+++ Selected text
The exact reasons for these disparities are not always clear, but some discrimination seems to be involved. Jean-François Amadieu, a Sorbonne professor who runs the Observatoire des Discriminations, a think tank that studies discrimination in the workplace, found that of two French job applicants with identical credentials, the one whose name sounded Moroccan was six times less likely to get an interview than the one whose name sounded Franco-French. (Of six factors tested, only one -- being disabled -- was more penalizing than having North African roots.) A follow-up study confirmed that the prejudice was not about race or skin color but about national origin. In an upcoming book about FII in the French army, Christophe Bertossi, an immigration expert at the Institut Français des Relations Internationales, and Catherine de Wenden, a political scientist at the Centre National de la Recherche Scientifique, write that FII, especially of North African descent, who joined the army to escape discrimination, get training, and improve their lot in civilian life ran into a wall of overlapping prejudices: immigrants were assumed to be Muslims, Islam was conflated with Islamism, and delinquency was seen as a byproduct of radicalism.
Even more so, however, the economic problems of France's FII are attributable to the country's broader economic ailments. Thanks to three decades of ten percent unemployment, social mobility has stalled for everyone. For the first time since World War II, French people now say that they expect their children to fare less well than they did. Economic stagnation has hurt FII more than most, however, because it has trapped them at the bottom of the country's socioeconomic ladder, where they started as working-class immigrants. They often live in low-income neighborhoods that ring major cities, usually in projects that were designed as cheap, temporary housing for young, lower-middle-class baby boomers in the 1960s. When the original residents moved onward and upward to nicer neighborhoods, the projects' managing companies replaced those families with immigrants, subverting the government's plans to speed up assimilation by scattering the new arrivals around the country. The resulting ghettoization of the projects has only been reinforced over time, despite repeated injections of remedial funds by the government.
The projects have also bred delinquency, which has fed negative public perceptions of FII. Farhad Khosrokhavar, a sociologist at the École des Hautes Études en Sciences Sociales, has found that Muslims, who constitute seven to eight percent of the total French population, may account for more than 50 percent of France's prisoners. He adds that this is the result of socioeconomic factors rather than religion. But such caveats often get lost while the statistics stick, reinforcing the common conflation of criminality with immigration.
The police share such attitudes, which itself breeds distrust of authority among teenagers in the projects. The riots last November flared up after two kids, who apparently had done nothing wrong, fled police officers on sight, hid next to a power transformer, and were electrocuted. Mixed groups of teenagers -- blacks, Arabs, and whites -- then torched cars and vandalized schools in the banlieues. They did not march on posh neighborhoods or make specific demands; they were not roused by a particular ringleader or organization, religious or otherwise. The rioters just exploded into violence out of despair over their meager prospects.
++++++
+++ Records
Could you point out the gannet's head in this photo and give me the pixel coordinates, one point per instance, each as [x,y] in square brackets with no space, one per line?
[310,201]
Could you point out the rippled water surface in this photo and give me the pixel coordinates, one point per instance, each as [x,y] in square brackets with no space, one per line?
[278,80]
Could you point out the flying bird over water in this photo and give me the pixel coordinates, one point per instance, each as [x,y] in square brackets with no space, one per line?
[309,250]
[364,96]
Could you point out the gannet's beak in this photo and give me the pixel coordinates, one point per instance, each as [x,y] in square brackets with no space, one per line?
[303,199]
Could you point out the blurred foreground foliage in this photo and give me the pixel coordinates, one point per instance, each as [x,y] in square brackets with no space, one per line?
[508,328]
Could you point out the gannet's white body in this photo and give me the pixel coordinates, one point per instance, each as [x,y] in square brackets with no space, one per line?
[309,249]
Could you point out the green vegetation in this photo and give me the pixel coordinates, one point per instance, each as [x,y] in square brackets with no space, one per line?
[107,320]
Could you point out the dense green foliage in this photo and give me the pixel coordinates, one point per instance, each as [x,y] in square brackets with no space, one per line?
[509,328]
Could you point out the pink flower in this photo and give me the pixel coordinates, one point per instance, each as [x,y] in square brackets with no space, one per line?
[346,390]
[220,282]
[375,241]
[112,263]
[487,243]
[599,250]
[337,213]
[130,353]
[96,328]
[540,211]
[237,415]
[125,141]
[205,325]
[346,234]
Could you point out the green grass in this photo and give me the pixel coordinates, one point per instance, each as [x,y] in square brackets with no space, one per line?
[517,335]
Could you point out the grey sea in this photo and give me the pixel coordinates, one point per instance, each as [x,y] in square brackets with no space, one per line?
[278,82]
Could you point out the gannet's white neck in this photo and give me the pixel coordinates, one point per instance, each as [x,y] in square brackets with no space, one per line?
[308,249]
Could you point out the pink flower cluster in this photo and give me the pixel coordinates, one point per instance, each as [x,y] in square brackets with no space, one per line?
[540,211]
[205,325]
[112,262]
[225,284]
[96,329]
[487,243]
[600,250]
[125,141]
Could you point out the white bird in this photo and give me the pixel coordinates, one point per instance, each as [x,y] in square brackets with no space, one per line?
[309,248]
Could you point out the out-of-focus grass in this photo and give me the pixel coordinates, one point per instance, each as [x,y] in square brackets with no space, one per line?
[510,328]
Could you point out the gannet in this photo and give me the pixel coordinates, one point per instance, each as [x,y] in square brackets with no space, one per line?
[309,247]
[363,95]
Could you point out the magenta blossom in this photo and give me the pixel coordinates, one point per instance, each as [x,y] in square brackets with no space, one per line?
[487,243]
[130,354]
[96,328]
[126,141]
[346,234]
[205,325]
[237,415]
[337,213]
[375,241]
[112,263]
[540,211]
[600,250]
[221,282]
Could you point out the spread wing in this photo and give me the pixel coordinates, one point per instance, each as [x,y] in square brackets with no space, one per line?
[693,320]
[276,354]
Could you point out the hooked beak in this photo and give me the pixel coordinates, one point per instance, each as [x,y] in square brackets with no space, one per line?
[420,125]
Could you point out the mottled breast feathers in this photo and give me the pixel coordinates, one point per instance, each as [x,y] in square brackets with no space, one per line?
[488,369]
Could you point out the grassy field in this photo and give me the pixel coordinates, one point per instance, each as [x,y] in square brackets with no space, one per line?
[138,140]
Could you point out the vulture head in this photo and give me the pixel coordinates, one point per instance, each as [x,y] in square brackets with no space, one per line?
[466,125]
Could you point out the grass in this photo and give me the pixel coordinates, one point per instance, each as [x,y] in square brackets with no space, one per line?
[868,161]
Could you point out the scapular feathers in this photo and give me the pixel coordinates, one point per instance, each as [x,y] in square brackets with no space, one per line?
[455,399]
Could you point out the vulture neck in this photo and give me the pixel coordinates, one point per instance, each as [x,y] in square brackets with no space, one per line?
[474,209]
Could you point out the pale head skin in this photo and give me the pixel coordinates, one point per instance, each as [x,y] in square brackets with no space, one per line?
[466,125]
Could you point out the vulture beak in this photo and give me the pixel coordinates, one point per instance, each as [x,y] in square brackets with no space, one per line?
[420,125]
++++++
■ **Challenges**:
A - In the text about France's FII, shorten the paragraph beginning "The projects have also bred delinquency" into a brief bulleted list that keeps its main facts.
B - Translate this sentence from the text about France's FII into Spanish: "For the first time since World War II, French people now say that they expect their children to fare less well than they did."
C - According to the text about France's FII, how much less likely to get an interview was the job applicant whose name sounded Moroccan?

■ **Per-task outputs**:
A -
- The projects have bred delinquency, which feeds negative public views of FII.
- Sociologist Farhad Khosrokhavar (École des Hautes Études en Sciences Sociales) found that Muslims, 7–8% of France's population, may make up over 50% of its prisoners.
- He attributes this to socioeconomic factors, not religion.
- That caveat is often lost while the statistics stick, reinforcing the common conflation of criminality with immigration.

B - Por primera vez desde la Segunda Guerra Mundial, los franceses dicen ahora que esperan que a sus hijos les vaya peor que a ellos.

C - Six times less likely than the applicant whose name sounded Franco-French.